Rewrite the stretch from the start of the rows through the line containing "--hole-rule=even-odd", replacing "pink flower bud" with "red rose bud" and leaving everything else unchanged.

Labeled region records
—————

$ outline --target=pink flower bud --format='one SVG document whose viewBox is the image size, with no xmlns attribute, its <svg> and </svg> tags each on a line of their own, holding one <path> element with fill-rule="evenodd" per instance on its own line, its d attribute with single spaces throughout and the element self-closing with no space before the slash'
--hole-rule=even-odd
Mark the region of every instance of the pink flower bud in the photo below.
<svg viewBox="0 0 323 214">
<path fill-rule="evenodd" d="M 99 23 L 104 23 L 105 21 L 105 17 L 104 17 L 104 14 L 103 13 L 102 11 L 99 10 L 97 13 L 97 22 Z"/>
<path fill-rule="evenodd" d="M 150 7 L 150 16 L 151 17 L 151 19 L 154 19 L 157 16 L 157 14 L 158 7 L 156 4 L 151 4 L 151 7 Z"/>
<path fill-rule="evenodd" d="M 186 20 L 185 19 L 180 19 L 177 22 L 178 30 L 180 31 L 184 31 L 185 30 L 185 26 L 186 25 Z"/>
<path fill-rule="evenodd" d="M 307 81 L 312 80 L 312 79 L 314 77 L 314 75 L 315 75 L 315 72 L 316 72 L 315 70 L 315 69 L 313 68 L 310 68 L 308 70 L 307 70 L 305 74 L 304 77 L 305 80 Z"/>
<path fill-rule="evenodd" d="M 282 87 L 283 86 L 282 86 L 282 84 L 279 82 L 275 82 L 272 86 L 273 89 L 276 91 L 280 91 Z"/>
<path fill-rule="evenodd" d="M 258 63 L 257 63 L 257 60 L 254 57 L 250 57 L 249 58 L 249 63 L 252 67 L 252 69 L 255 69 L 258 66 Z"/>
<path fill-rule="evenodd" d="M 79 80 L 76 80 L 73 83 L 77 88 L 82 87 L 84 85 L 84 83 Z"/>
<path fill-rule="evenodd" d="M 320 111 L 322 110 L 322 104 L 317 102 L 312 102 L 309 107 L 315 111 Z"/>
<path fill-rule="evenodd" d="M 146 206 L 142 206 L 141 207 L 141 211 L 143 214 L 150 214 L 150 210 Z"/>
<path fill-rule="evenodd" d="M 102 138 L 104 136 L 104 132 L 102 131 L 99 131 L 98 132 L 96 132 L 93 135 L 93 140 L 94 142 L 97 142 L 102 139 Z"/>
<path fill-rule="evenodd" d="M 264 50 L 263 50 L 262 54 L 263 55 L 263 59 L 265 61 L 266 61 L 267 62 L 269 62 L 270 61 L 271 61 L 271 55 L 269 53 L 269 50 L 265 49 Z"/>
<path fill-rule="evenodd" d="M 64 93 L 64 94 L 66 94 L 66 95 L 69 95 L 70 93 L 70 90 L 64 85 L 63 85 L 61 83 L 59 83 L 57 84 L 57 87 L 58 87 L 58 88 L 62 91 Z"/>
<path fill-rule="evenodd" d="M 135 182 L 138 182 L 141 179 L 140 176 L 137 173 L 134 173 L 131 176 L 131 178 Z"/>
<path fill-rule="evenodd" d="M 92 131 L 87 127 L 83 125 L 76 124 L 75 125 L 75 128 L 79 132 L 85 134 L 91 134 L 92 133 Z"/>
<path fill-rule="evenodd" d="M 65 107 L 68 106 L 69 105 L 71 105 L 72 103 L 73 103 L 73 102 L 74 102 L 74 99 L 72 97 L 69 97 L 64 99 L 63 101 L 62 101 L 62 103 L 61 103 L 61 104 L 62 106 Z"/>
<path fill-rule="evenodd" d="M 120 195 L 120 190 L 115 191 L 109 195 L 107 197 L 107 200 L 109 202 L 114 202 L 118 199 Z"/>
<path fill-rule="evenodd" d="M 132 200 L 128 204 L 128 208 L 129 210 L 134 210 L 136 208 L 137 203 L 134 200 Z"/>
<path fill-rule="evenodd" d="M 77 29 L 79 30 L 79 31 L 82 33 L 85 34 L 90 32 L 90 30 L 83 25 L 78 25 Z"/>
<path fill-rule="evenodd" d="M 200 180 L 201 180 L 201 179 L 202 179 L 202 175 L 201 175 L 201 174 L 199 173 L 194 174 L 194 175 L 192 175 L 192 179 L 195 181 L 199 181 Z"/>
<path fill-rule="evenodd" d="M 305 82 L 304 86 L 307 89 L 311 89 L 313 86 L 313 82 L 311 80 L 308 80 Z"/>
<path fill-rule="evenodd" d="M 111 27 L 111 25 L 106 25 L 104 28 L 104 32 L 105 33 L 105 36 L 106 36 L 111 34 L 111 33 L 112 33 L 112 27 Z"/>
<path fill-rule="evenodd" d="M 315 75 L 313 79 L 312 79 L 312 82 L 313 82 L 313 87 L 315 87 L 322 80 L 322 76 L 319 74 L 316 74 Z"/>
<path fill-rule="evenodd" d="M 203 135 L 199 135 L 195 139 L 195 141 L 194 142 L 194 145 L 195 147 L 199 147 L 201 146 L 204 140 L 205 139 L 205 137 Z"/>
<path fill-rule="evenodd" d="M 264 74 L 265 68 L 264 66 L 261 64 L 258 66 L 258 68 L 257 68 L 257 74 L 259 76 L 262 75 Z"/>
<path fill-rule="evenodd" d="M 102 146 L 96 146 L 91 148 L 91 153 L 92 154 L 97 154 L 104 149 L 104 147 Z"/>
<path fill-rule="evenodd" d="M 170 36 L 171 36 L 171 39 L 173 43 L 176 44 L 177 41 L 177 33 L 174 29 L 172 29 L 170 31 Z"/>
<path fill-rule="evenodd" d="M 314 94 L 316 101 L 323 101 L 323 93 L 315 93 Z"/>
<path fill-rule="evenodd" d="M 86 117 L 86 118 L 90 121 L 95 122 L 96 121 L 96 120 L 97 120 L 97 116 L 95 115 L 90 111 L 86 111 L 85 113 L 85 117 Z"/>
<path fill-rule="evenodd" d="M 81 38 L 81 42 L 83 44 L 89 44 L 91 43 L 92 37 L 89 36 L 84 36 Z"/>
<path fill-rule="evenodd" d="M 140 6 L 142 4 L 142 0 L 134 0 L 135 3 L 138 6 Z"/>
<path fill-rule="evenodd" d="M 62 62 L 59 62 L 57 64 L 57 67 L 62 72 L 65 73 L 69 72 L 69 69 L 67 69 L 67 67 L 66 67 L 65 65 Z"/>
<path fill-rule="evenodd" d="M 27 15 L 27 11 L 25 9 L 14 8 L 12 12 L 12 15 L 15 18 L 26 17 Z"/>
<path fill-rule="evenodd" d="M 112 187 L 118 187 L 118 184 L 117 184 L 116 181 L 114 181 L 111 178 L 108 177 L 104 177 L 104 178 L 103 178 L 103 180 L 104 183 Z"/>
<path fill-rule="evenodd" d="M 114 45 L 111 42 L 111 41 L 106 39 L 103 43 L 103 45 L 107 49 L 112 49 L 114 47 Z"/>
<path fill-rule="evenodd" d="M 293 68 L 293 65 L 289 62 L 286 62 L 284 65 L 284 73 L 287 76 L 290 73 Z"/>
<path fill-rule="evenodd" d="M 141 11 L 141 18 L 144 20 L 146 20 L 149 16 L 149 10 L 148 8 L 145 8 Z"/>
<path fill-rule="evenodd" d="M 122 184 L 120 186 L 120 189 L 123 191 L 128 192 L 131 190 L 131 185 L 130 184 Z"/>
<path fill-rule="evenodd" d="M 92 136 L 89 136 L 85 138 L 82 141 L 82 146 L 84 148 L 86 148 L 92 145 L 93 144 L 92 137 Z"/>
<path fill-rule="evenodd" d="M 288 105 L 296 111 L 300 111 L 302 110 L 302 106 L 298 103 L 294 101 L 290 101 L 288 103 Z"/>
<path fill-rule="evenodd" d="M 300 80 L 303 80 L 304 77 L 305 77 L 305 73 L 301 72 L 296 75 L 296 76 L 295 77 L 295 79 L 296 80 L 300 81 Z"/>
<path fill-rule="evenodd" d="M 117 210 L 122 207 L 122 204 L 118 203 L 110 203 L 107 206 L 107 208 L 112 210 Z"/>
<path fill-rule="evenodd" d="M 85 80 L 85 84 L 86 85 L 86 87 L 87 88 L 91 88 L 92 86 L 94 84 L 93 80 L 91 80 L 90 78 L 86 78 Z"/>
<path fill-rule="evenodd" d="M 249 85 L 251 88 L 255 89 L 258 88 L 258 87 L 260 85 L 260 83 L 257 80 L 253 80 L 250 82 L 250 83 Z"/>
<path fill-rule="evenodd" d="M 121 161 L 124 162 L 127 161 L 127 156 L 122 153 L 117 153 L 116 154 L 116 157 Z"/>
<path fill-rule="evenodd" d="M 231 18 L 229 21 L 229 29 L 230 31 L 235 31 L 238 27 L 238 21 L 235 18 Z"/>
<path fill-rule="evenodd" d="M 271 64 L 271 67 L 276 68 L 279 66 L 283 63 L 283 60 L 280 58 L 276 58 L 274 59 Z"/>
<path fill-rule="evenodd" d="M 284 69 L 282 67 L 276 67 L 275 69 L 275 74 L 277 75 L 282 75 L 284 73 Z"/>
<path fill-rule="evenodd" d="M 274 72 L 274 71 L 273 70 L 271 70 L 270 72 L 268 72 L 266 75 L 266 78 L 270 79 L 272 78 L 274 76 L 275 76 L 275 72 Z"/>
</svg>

—————

### CORRECT OUTPUT:
$ outline --target=red rose bud --format='one SVG document whose viewBox is the image size, with no xmlns attribute, its <svg> and </svg> tags each on a line of their own, holding one <path> element with fill-rule="evenodd" per instance on its own line, its d attribute with single spaces throughout and the element self-closing with no space before the slash'
--hole-rule=even-odd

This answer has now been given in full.